The dense band of the Milky Way passing through Cassiopeia shows that it lies on the plane of our Galaxy. The familiar W-shaped constellation looks out towards the Galaxy's rim.

Part of the myth of Perseus played out across the northern sky, the tragic figure of Cassiopeia was the wife of Cepheus and the mother of Andromeda. Her prominent W-shaped constellation is one of the most immediately recognisable in the entire sky.

Cassiopeia's constellation straddles the Milky Way in the far northern sky, neighbouring the constellations dedicated to her husband King Cepheus, her daughter Andromeda, and Andromeda's rescuer Perseus.


The familiar 'W' of Cassiopeia is made up from five stars, Segin, Ruchbah, Cih, Schedar and Caph. The central star Cih is the brightest of these (at magnitude +2.2), while Caph is the closest of the five to Earth's Solar System at 55 light years. By a curious coincidence, all five of these stars are variables. In particular, Cih can vary by nearly 5% of a magnitude, and is the prototype of a class of irregular variables, 'Gamma Cassiopeiae' variables, that periodically cast off rings of matter.

§ **Directives**
1: Answer these questions about the passage on Cassiopeia:
(a) To whom was Cassiopeia married?
(b) Which of the five stars forming the 'W' is the brightest?
(c) How far from Earth's Solar System is Caph?
2: Transcribe the passage on Cassiopeia, starting at "The dense band" and ending at "the entire sky.".
3: Carry the passage on the Cassiopeia constellation forward, writing the part that would come after its final sentence.
The stored entries are separate material, unrelated to the passage.

Stored entries
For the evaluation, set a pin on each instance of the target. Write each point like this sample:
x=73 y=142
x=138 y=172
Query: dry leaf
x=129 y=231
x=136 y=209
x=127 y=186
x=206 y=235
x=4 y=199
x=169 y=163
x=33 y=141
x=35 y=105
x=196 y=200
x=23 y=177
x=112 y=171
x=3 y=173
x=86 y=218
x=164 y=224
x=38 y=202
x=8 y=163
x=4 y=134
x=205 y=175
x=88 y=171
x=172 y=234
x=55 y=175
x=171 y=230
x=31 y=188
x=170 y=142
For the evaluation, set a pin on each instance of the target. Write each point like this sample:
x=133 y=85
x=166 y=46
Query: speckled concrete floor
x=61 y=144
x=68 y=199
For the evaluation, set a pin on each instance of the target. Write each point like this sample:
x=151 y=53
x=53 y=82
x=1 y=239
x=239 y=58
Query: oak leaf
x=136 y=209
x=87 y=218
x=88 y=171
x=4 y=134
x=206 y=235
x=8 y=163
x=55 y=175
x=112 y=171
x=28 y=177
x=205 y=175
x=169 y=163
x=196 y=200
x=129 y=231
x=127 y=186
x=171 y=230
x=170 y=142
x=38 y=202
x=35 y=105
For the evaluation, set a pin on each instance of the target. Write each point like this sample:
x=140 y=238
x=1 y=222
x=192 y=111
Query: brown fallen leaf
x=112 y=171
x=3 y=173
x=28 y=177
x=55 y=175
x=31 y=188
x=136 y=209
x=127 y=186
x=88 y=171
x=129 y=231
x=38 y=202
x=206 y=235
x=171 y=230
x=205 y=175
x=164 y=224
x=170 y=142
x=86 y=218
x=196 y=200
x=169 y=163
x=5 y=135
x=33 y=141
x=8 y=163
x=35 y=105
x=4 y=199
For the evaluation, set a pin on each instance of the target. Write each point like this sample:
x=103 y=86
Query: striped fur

§ **The results**
1:
(a) Cepheus
(b) Cih, at magnitude +2.2
(c) 55 light years

2:
The dense band of the Milky Way passing through Cassiopeia shows that it lies on the plane of our Galaxy. The familiar W-shaped constellation looks out towards the Galaxy's rim.

Part of the myth of Perseus played out across the northern sky, the tragic figure of Cassiopeia was the wife of Cepheus and the mother of Andromeda. Her prominent W-shaped constellation is one of the most immediately recognisable in the entire sky.

3:
Also notable among the stars of Cassiopeia is Achird, a fairly bright star roughly half-way between Cih and Schedar. This yellow binary, though not as bright as some of Cassiopeia's other stars, is much closer to Earth, at roughly nineteen light years' distance.

Star Clusters

Cassiopeia includes a number of open clusters, but none of these is visible to the naked eye. Particularly notable are two Messier objects, M52 and, close to Ruchbah in the sky, M103. Another cluster, NGC 457, can be found near the distant star Phi Cassiopeiae. All of these clusters are young (no more than 35 million years old), and their distances range between five and ten thousand light years, in the direction of the Galaxy's rim.


Cassiopeia has been the site of two supernovae in historical times. The first occurred in 1572, and reached a maximum magnitude of roughly -4, making it brighter than Venus in the sky. The second took place nearly a century later, leaving a shattered region that is still detectable today, especially by radio telescopes, and is designated Cassiopeia A. These stellar explosions took place about 10,000 light years away.